> **Page**:
CPC H04L 63/1483 (2013.01) [G06F 18/214 (2023.01); H04L 61/4511 (2022.05); H04L 63/0236 (2013.01); H04L 63/1416 (2013.01); H04L 63/1425 (2013.01)] | 20 Claims |
1. A system for phishing domain detection, comprising:
a memory operable to store a training dataset comprising a plurality of received communications, wherein:
at least one training communication from the plurality of received communications comprises a text message or an email message and is known to be associated with a particular phishing domain;
the at least one training communication is associated with a first set of features comprising at least two of a first time of receipt, a first sender name, a first domain name, a first message sentiment, and a first attachment file associated with the at least one training communication; and
a processor, operably coupled with the memory, and configured to:
intercept a live communication that is intended to be received by a computing device before the live communication is received by the computing device, wherein the live communication comprises a text message or an email message and that is associated with a particular domain;
extract, by a natural language processing (NLP) algorithm, a second set of features from the live communication, wherein the second set of features comprises at least two of a second time of receipt, a second sender name, a second domain name, a second message sentiment, and a second attachment file associated with the live communication;
for at least one feature from the second set of features:
compare the feature with a counterpart feature from the first set of features; and
determine whether the feature corresponds with the counterpart feature;
determine whether more than a threshold percentage of features from the second set of features corresponds with counterpart features from the first set of features;
predict whether the particular domain is the particular phishing domain in response to a determination of whether more than the threshold percentage of features from the second set of features corresponds with the counterpart features from the first set of features, wherein predicting whether the particular domain is the particular phishing domain comprises:
predicting that the particular domain is the particular phishing domain in response to determining that more than the threshold percentage of features from the second set of features corresponds with the counterpart features from the first set of features; and
predicting that the particular domain is not the particular phishing domain in response to determining that less than the threshold percentage of features from the second set of features correspond with the counterpart features from the first set of features;
receive feedback indicating whether the particular domain is the particular phishing domain;
re-train the NLP algorithm based at least in part upon the received feedback;
determine, by the re-trained NLP algorithm, whether the particular domain is the particular phishing domain;
in response to determining that the particular domain in the particular phishing domain:
prevent communication of the live communication to the computing device;
in response to determining that the particular domain is not the particular phishing domain:
forward the live communication to the computing device.
|

[Box-labeled dataset extracts]
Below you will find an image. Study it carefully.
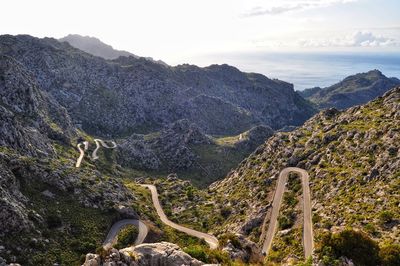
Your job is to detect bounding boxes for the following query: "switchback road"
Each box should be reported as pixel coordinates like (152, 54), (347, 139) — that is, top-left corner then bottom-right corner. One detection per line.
(142, 185), (218, 249)
(262, 167), (314, 258)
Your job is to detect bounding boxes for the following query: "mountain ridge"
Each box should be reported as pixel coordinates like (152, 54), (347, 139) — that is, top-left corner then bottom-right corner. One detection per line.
(299, 69), (400, 109)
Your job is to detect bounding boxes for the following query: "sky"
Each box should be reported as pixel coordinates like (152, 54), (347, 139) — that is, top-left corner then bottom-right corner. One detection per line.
(0, 0), (400, 65)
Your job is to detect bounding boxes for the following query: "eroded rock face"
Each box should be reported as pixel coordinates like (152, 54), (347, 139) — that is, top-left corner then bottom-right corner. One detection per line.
(83, 242), (204, 266)
(210, 87), (400, 262)
(0, 55), (75, 157)
(119, 119), (211, 170)
(0, 35), (315, 136)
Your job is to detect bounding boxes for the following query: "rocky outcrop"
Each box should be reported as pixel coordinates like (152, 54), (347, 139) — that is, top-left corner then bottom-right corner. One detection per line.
(0, 35), (314, 136)
(59, 34), (138, 59)
(117, 119), (273, 184)
(119, 120), (211, 170)
(83, 242), (204, 266)
(299, 70), (400, 109)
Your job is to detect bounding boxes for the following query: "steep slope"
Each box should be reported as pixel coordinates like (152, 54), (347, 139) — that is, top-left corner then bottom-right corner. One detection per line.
(212, 87), (400, 260)
(0, 55), (149, 265)
(59, 34), (137, 59)
(117, 119), (273, 187)
(0, 55), (75, 157)
(299, 70), (400, 109)
(0, 35), (314, 136)
(162, 87), (400, 265)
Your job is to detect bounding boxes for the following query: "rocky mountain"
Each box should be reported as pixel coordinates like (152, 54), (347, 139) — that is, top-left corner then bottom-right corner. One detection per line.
(83, 242), (204, 266)
(0, 55), (148, 265)
(58, 34), (138, 59)
(0, 35), (315, 136)
(164, 87), (400, 265)
(117, 119), (273, 187)
(299, 70), (400, 109)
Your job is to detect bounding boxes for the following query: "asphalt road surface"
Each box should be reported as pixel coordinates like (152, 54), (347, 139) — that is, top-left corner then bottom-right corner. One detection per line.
(142, 185), (218, 249)
(92, 139), (117, 160)
(103, 219), (149, 247)
(75, 141), (89, 167)
(262, 167), (314, 258)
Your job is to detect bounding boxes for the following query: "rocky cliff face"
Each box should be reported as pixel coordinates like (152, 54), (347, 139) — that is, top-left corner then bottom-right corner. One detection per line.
(0, 55), (75, 157)
(0, 35), (314, 135)
(0, 55), (142, 265)
(211, 87), (400, 262)
(59, 34), (137, 59)
(300, 70), (400, 109)
(160, 87), (400, 265)
(117, 119), (273, 186)
(82, 242), (204, 266)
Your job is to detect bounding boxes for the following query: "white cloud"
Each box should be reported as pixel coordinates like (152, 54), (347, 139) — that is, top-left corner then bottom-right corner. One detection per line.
(297, 31), (400, 47)
(244, 0), (358, 17)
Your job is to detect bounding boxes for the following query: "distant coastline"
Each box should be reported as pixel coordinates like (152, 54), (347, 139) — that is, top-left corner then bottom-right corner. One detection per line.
(191, 52), (400, 90)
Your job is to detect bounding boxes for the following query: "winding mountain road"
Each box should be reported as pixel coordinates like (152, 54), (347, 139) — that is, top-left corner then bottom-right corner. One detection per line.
(262, 167), (314, 258)
(92, 139), (117, 160)
(103, 219), (149, 248)
(75, 139), (117, 168)
(142, 185), (218, 249)
(75, 141), (89, 168)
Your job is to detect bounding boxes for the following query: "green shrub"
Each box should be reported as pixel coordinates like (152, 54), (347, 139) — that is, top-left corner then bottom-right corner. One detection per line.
(46, 213), (62, 229)
(115, 225), (138, 249)
(379, 244), (400, 266)
(317, 229), (380, 266)
(379, 211), (394, 224)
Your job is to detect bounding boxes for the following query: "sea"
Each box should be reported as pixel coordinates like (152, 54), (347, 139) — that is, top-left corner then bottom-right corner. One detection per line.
(190, 52), (400, 90)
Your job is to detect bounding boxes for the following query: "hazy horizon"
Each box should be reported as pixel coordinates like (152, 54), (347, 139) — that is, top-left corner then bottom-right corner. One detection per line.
(0, 0), (400, 89)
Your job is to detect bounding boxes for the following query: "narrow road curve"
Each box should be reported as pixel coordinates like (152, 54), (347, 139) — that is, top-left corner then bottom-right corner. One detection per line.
(142, 185), (218, 249)
(262, 167), (314, 258)
(92, 139), (117, 160)
(103, 219), (149, 248)
(75, 141), (89, 168)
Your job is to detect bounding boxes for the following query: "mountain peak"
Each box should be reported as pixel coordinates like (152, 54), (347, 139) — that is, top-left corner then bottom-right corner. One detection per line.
(59, 34), (138, 59)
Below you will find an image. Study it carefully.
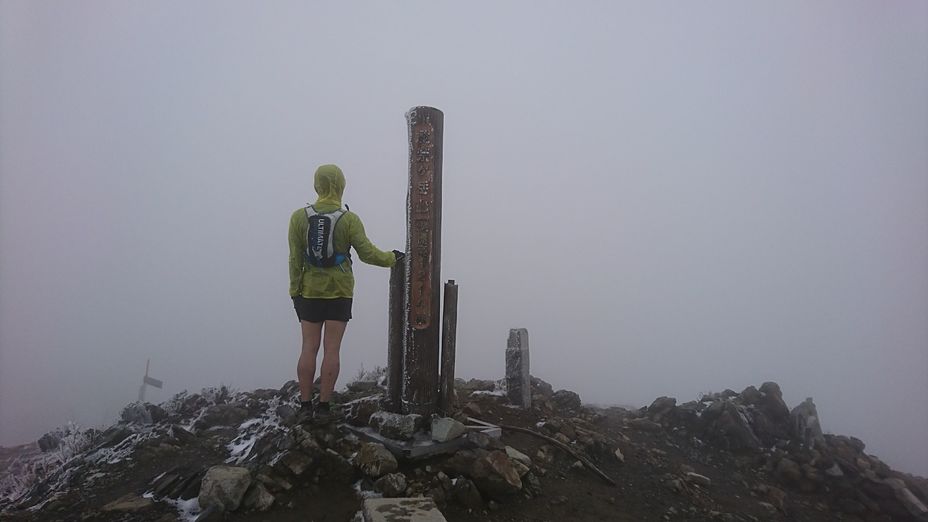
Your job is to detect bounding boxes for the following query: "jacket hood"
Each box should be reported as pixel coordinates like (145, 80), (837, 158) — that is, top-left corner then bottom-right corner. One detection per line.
(313, 165), (345, 207)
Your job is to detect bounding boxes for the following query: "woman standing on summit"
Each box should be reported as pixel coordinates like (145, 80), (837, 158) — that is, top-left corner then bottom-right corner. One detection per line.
(289, 165), (405, 422)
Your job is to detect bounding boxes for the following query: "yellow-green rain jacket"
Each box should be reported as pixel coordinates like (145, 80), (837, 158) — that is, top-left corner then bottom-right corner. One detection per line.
(289, 165), (396, 299)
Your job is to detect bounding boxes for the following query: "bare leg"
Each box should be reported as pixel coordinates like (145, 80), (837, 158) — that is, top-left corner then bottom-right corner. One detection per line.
(296, 321), (322, 401)
(319, 321), (348, 402)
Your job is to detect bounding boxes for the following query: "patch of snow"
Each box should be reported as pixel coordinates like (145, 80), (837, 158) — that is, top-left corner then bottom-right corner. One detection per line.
(352, 480), (383, 500)
(149, 471), (167, 484)
(161, 497), (201, 522)
(226, 392), (283, 464)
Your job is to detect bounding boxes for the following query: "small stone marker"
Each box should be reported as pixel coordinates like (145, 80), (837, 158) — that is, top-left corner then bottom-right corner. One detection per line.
(506, 328), (532, 409)
(363, 498), (447, 522)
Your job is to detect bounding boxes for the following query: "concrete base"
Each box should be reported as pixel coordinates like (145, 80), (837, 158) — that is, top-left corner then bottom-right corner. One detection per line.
(339, 417), (502, 459)
(361, 498), (447, 522)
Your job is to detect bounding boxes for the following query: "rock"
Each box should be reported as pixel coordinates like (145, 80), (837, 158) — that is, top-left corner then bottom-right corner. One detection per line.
(756, 382), (789, 424)
(466, 431), (504, 450)
(242, 482), (275, 511)
(356, 442), (398, 478)
(151, 473), (180, 498)
(789, 397), (825, 447)
(197, 465), (251, 511)
(535, 444), (554, 464)
(510, 459), (530, 478)
(614, 448), (625, 464)
(97, 425), (132, 448)
(740, 386), (764, 404)
(648, 397), (677, 422)
(38, 431), (61, 453)
(685, 471), (712, 488)
(369, 411), (422, 440)
(119, 402), (152, 424)
(532, 375), (554, 399)
(145, 402), (168, 424)
(274, 404), (296, 426)
(278, 451), (313, 477)
(193, 404), (248, 431)
(503, 446), (532, 468)
(470, 451), (522, 497)
(776, 458), (802, 483)
(628, 417), (664, 432)
(451, 477), (483, 510)
(168, 424), (197, 444)
(374, 473), (406, 497)
(702, 399), (762, 450)
(551, 390), (581, 411)
(432, 417), (467, 442)
(522, 472), (541, 497)
(103, 493), (155, 513)
(442, 449), (488, 475)
(835, 497), (867, 515)
(345, 395), (381, 426)
(361, 497), (446, 522)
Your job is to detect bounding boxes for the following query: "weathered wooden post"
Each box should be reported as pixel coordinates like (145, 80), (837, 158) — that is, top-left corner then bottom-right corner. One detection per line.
(506, 328), (532, 408)
(401, 107), (444, 415)
(438, 279), (458, 415)
(384, 262), (406, 413)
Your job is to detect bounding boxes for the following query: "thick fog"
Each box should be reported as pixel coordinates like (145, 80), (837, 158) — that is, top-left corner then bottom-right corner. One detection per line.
(0, 0), (928, 474)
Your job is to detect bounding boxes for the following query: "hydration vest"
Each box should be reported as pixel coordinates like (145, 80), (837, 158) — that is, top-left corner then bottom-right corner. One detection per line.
(303, 205), (351, 267)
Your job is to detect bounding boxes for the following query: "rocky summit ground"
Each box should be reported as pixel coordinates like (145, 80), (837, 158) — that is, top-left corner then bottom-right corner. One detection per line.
(0, 375), (928, 522)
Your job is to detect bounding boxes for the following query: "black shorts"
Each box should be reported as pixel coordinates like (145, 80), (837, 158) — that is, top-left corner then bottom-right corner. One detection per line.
(293, 296), (351, 323)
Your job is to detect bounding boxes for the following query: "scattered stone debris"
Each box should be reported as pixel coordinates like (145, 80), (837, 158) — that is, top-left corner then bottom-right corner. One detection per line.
(0, 375), (928, 522)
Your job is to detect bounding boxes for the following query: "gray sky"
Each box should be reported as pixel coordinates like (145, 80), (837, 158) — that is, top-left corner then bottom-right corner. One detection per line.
(0, 0), (928, 474)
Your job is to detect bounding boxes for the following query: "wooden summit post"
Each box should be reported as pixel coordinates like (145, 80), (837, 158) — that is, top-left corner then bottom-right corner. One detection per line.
(401, 107), (444, 415)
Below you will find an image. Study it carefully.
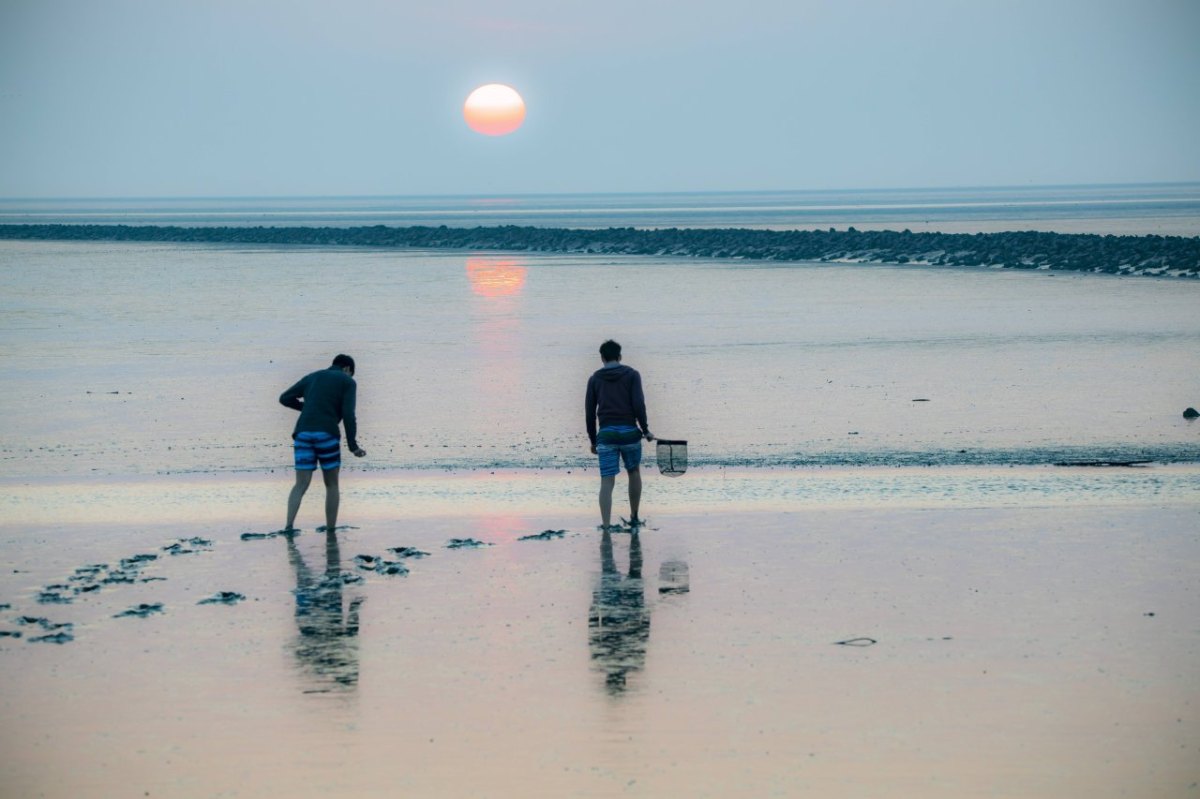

> **Requirements**:
In the phishing-detection claim, what does the processor do with the live communication once it determines that the particular domain is not the particular phishing domain? This data has nothing to do with the phishing-detection claim.

> **Written answer**:
It forwards the live communication to the computing device.